### EXTRACTO DEL DOCUMENTO
☆ ☆ ☆

El rostro del cleptócrata no es nuevo. Se repite a lo largo de la historia como una enfermedad crónica de la política: el poder convertido en botín, la patria reducida a caja fuerte y el pueblo transformado en excusa. La cleptocracia no es solo un sistema de corrupción: es un sesgo psicopatológico del alma humana frente al poder.
El primer rasgo es el narcisismo desbordado. El cleptócrata vive convencido de que él es la encarnación de la nación. Confunde su ego con la historia, su ambición con el destino colectivo. Así, toda riqueza extraída se justifica como necesaria para sostener su misión. Se roba con la tranquilidad de quien cree merecerlo.
El segundo síntoma es la moralidad invertida. Lo que para el ciudadano común es delito, para él se convierte en virtud patriótica. Si el saqueo sostiene al régimen, entonces no es robo, sino estrategia. La mentira reiterada termina siendo verdad: terminan prisioneros de su propio relato.
La cleptocracia es también paranoia organizada. La sospecha de traición se vuelve regla. Nadie es digno de confianza, todos son potenciales conspiradores. Por eso levantan muros de vigilancia y aparatos represivos que ahogan la crítica. En su visión deformada, el disidente no es un ciudadano con derecho a opinar, sino un enemigo de la patria.

☆ ☆ ☆

### EXTRACTO DE DATOS
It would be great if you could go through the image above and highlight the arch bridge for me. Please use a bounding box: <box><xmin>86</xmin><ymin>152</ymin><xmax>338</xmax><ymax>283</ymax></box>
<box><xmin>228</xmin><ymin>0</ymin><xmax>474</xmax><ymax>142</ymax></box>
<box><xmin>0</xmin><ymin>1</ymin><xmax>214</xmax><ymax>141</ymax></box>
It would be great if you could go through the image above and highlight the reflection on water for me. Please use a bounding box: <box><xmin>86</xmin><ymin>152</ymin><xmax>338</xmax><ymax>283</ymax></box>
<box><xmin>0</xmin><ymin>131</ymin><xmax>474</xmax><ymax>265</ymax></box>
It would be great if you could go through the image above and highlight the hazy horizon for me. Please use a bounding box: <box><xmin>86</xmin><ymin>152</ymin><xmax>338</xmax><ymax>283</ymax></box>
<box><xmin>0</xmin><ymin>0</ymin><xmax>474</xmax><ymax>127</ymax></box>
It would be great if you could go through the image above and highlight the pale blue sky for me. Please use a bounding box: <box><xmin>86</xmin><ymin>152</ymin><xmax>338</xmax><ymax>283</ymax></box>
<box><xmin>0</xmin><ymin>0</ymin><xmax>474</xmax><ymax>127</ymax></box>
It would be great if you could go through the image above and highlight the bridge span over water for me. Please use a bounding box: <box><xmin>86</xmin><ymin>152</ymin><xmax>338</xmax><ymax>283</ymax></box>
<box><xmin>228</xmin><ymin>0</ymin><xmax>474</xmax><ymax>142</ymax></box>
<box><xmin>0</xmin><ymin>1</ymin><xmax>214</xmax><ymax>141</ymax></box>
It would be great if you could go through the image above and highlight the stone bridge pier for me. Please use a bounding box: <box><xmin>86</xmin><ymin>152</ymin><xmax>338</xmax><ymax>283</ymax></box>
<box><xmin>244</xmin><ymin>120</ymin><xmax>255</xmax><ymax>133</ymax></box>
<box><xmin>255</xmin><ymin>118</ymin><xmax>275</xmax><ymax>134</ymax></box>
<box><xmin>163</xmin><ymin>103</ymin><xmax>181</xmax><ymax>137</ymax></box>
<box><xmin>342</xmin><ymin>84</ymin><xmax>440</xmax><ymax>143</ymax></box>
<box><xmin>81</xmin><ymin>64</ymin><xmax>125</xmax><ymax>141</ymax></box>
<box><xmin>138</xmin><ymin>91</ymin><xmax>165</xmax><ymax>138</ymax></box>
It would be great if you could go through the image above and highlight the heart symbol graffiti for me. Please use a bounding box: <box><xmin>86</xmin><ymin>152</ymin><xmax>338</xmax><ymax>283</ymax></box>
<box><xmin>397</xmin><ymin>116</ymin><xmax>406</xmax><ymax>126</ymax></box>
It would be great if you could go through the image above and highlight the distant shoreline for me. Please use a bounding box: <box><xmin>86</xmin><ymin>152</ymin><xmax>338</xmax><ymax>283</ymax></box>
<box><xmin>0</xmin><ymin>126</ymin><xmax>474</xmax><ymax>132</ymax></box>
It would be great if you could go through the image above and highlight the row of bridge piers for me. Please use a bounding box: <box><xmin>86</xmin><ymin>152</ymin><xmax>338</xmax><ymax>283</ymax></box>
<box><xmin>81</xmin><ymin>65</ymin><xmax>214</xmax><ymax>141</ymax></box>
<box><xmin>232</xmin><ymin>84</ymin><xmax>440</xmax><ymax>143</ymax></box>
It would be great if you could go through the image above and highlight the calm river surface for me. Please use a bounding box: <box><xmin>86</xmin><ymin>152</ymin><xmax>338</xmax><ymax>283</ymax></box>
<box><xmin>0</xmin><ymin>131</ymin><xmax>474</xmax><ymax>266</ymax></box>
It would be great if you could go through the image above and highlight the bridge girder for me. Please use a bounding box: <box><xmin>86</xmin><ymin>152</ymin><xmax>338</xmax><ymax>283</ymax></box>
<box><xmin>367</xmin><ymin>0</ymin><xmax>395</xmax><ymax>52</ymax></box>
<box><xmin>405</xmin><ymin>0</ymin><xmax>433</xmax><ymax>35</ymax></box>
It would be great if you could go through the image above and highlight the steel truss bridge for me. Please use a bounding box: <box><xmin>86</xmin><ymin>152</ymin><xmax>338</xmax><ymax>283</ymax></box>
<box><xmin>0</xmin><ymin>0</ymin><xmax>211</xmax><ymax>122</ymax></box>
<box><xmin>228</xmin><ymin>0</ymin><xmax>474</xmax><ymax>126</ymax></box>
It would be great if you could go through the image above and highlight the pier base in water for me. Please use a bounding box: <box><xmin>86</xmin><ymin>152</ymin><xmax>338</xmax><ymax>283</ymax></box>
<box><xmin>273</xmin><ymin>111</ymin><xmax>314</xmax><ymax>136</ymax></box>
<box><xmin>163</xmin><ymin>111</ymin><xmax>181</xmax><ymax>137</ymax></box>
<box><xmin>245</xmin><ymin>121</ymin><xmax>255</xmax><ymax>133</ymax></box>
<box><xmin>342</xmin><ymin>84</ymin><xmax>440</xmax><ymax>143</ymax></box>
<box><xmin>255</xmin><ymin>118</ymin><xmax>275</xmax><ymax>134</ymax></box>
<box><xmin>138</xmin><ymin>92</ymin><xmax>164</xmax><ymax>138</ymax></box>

☆ ☆ ☆

### ACCIÓN REQUERIDA
Según el texto sobre la cleptocracia, ¿cuál es el primer rasgo del cleptócrata?

### ESPACIO DE RESPUESTA
El narcisismo desbordado.